* **EXPLORE THE MATERIAL**
**A)** In the text on the informal economy, what drove the shrinking of the informal share of agriculture?
**B)** Write a continuation of the text on the informal economy, picking up after its final sentence.

* **STUDY TEXT**
Signalling a greater shift towards formalisation of the economy, the share of the large informal sector in overall economic activity dipped sharply in 2020-21 even as informal workers continue to bear the brunt of the pandemic’s adverse effects, the SBI said in a research report.
- The share of the informal economy may have shrunk to no more than 20% of the economic output from about 52% in 2017-18.
- There are wide variations in the formalisation levels in different sectors but the SBI estimated that the informal economy is possibly at a maximum of 15% to 20% of formal GDP in 2020-21.
- The SBI projections suggest that the informal agriculture sector has shrunk from 97.1% of the sector’s GVA in 2017-18 to just 70%-75% in 2020-21, driven by the increased penetration of credit through Kisan credit cards. Real estate has also seen a significant dip in informal activity from 52.8% in 2017-18 to 20%-25% last year.
- The report estimated that about ₹1.2 lakh crore of cash usage has been formalised since the COVID-19 pandemic.

* **DATASET RECORDS**

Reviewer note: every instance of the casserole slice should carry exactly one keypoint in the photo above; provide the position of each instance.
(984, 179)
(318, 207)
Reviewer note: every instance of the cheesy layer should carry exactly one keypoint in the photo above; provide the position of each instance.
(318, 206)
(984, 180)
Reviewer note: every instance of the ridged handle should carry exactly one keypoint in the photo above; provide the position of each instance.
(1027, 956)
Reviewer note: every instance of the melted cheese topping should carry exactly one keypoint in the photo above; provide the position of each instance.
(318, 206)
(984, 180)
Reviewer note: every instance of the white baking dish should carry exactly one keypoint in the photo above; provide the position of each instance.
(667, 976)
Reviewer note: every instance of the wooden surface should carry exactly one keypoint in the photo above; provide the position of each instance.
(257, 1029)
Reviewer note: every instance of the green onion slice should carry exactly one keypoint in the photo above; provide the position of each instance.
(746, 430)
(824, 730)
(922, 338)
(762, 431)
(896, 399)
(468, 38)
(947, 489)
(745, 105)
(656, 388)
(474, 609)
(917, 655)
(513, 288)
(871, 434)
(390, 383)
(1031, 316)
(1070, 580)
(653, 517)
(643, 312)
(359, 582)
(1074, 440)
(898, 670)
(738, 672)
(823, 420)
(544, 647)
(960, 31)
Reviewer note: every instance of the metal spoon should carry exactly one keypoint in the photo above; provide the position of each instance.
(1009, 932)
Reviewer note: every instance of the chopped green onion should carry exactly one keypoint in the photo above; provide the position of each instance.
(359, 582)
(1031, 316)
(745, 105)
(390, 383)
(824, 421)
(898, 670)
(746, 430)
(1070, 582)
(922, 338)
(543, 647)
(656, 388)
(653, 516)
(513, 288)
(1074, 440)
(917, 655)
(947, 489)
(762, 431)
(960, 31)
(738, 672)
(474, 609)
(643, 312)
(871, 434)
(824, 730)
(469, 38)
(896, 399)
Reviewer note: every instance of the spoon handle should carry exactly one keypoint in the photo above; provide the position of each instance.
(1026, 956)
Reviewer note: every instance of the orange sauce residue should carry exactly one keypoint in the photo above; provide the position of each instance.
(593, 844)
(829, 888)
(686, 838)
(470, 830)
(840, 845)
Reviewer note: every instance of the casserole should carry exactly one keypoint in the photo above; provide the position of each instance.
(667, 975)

* **RESPONSES**
**A)** The increased penetration of credit through Kisan credit cards drove it.

**B)**
- Formal agriculture credit flows have grown ₹4.6 lakh crore between 2017-18 and 2020-21, with digital payments for petrol and diesel rising around ₹1 lakh crore in the same period.
- The informal sector consists of “own-account” or unorganised enterprises employing hired workers, with the highest share of such unorganised activity being in agriculture where holdings are small and fragmented.
- As per a National Sample Survey (NSS) of 2014, around 93% of the workforce earned their livelihoods as informal workers.
- An IMF policy paper earlier this year estimated that the share of India’s informal economy in the Gross Value Added (GVA) was at 53.9% in 2011-12 and improved only marginally to 52.4% in 2017-18.